- [Given instruction]
Locate every line in the rows below that contains the word "green", and copy each one in full. Case counts.
[Start Available data]
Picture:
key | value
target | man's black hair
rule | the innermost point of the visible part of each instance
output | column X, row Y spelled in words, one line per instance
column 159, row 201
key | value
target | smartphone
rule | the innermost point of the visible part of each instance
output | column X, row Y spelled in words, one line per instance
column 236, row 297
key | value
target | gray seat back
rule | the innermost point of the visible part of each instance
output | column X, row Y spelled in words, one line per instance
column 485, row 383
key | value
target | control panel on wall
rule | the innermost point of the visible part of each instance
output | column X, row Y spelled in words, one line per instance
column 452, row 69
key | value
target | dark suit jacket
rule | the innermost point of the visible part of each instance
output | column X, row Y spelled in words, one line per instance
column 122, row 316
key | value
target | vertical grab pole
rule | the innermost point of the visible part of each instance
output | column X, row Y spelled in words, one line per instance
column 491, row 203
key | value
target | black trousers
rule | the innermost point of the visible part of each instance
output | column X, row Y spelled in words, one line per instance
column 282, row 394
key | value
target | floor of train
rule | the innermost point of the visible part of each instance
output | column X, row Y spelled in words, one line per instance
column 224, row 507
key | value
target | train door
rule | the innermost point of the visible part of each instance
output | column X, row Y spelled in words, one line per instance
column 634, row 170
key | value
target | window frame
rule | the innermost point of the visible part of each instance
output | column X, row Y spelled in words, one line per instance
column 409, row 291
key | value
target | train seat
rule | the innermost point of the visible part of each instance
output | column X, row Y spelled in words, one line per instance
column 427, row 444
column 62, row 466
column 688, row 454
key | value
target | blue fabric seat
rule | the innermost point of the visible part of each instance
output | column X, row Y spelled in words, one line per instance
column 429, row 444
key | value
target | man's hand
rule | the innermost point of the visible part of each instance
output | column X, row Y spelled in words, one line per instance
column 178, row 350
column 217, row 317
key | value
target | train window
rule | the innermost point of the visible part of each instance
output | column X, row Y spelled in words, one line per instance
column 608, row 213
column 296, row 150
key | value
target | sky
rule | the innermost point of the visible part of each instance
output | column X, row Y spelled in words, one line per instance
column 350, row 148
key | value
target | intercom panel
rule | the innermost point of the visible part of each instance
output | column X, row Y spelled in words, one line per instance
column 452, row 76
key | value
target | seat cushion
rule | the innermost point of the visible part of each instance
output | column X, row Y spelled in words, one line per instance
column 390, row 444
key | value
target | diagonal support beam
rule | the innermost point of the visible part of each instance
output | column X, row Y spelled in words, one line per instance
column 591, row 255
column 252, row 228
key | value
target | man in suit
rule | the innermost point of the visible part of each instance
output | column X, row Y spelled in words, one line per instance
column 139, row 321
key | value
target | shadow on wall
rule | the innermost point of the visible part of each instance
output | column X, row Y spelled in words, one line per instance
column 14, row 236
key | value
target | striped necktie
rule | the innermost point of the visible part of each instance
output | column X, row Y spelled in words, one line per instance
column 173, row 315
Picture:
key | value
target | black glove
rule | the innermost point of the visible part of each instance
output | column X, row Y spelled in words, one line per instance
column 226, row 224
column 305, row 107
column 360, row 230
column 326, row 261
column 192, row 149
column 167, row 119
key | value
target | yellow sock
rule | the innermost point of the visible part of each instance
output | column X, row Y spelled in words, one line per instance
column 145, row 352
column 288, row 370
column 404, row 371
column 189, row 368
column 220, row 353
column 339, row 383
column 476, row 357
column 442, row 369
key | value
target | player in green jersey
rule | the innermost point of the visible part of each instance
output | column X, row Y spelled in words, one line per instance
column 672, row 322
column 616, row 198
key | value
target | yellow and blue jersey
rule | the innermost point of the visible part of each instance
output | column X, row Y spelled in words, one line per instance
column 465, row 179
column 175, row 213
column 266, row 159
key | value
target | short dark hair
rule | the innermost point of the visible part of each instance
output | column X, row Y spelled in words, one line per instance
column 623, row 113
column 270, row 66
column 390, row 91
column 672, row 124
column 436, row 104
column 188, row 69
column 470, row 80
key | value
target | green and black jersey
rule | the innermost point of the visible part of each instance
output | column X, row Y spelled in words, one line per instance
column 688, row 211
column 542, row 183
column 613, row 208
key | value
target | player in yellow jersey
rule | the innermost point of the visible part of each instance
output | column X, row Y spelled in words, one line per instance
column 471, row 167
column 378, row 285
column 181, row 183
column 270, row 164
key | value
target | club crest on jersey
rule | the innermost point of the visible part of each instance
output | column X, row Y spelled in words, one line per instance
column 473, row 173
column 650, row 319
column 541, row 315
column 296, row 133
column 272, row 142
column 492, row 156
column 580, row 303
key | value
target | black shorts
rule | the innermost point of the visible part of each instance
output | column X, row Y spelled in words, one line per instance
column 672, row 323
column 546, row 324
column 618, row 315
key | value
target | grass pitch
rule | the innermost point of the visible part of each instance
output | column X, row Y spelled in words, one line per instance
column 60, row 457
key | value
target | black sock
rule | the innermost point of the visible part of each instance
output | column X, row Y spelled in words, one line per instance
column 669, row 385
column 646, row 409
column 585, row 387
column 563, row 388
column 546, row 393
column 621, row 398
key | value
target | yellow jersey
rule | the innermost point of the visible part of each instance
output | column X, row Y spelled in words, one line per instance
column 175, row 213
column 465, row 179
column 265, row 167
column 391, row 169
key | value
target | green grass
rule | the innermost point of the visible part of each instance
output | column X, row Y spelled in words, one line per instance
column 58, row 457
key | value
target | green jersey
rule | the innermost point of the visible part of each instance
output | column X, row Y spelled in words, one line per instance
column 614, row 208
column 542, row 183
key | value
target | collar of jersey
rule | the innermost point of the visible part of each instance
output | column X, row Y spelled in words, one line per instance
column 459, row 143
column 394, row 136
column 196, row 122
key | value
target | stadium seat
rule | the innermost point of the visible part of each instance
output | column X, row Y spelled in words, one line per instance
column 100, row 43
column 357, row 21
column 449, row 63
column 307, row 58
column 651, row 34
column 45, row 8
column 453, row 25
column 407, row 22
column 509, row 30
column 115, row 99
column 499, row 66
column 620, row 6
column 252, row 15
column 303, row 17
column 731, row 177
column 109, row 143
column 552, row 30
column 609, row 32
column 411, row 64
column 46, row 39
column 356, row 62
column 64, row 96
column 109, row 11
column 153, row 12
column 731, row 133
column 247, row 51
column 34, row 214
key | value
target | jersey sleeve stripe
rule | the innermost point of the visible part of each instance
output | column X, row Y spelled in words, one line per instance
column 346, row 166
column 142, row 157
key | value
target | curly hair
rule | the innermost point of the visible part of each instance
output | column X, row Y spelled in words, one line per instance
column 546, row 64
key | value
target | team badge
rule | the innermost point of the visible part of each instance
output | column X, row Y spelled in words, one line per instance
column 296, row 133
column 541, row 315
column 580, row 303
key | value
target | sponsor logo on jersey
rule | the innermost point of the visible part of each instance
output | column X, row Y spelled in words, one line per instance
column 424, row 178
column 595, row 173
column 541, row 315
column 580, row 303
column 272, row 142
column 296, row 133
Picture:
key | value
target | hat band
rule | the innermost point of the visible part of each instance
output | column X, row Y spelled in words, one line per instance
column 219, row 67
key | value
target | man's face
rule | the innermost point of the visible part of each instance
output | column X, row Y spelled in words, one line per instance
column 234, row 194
[End Available data]
- [Exercise output]
target | player in green jersey
target | green and black jersey
target | green grass
target | green jersey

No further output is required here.